In 2013, 40% of the new recruits were women. The Department of Defence wants to increase this figure to 50%. The racial profiles also changed significantly, with former MK supporters making up the majority of the African women in the SANDF in 1994.
Despite national policy and international programmes – such as the United Nations Development Programme – gender discrimination and inequality persist all around the world, with certain countries performing worse than others.
The army, through its history and its traditionally male values and ideology, is a perfect breeding ground for all these excesses – sexism and racism.
According to Jacklyn Cock, Head of the Sociology Department at the University of Witwatersrand: ‘It has frequently been argued that militarism is the root cause of women’s oppression… [and] that militarist and feminist values are antithetical. Masculinity is said to be associated with the patriarchal values of dominance, power, aggression and violence. By contrast, feminist values are said to be peace, caring, sensitivity, justice and equality. For some these qualities are innate, but for others they are a product of different patterns of gender socialisation.’
Sergeant Rosho, one of the South African women peacekeepers supports the UN peacekeeping mission in the DRC by working as a signaller at Camp Ndromo, in Bunia. South Africa deploys the largest number of female soldiers in peacekeeping missions. Photo: UN Photo/Martine Perret
For two centuries, women worked as nurses in the different medical corps. The South African Military Nursing Service (SAMNS) was established in 1914 and became the first women’s service in the Union Defence Forces.
In 1970, the former South African Defence Force Council decided to appoint women in the military, in order to release men for operational duties. The Army Women’s College in George (Western Cape) was later established in 1971 to separately train white women for support units within the South African Defence Force (SADF).

* * *

Problem 1:
In the passage on women in the South African military, what percentage of new recruits in 2013 were women?
Problem 2:
From the passage on women in the South African military, write out the words starting with "In 2013, 40%" and going on through "SANDF in 1994.".

* * *

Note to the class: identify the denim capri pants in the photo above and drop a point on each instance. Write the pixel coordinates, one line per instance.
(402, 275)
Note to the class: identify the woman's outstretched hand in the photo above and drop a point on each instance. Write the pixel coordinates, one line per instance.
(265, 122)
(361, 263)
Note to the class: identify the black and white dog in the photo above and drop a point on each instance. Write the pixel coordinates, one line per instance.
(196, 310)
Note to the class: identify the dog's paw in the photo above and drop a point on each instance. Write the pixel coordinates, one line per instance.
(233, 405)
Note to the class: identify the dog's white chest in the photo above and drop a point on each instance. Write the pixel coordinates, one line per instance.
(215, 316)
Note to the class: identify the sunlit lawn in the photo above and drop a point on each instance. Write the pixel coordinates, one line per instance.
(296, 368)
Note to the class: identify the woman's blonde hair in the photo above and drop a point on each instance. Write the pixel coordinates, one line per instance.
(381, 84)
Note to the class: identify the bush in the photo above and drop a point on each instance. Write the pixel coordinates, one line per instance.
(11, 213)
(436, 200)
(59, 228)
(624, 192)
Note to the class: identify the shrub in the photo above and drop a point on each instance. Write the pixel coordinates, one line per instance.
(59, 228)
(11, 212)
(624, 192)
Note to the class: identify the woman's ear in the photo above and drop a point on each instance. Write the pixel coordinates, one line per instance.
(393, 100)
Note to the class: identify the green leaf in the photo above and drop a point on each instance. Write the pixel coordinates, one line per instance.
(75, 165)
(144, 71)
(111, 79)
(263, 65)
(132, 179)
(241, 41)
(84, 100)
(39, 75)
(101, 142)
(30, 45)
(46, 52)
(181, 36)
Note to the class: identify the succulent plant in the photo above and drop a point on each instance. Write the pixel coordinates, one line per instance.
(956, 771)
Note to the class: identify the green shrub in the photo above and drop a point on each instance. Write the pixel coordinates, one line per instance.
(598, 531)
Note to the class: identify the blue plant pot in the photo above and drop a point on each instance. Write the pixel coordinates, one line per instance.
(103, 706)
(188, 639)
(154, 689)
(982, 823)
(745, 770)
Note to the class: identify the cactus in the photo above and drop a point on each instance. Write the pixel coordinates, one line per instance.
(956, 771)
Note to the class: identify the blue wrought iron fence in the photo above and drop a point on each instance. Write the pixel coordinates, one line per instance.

* * *

Final answer 1:
40%

Final answer 2:
In 2013, 40% of the new recruits were women. The Department of Defence wants to increase this figure to 50%. The racial profiles also changed significantly, with former MK supporters making up the majority of the African women in the SANDF in 1994.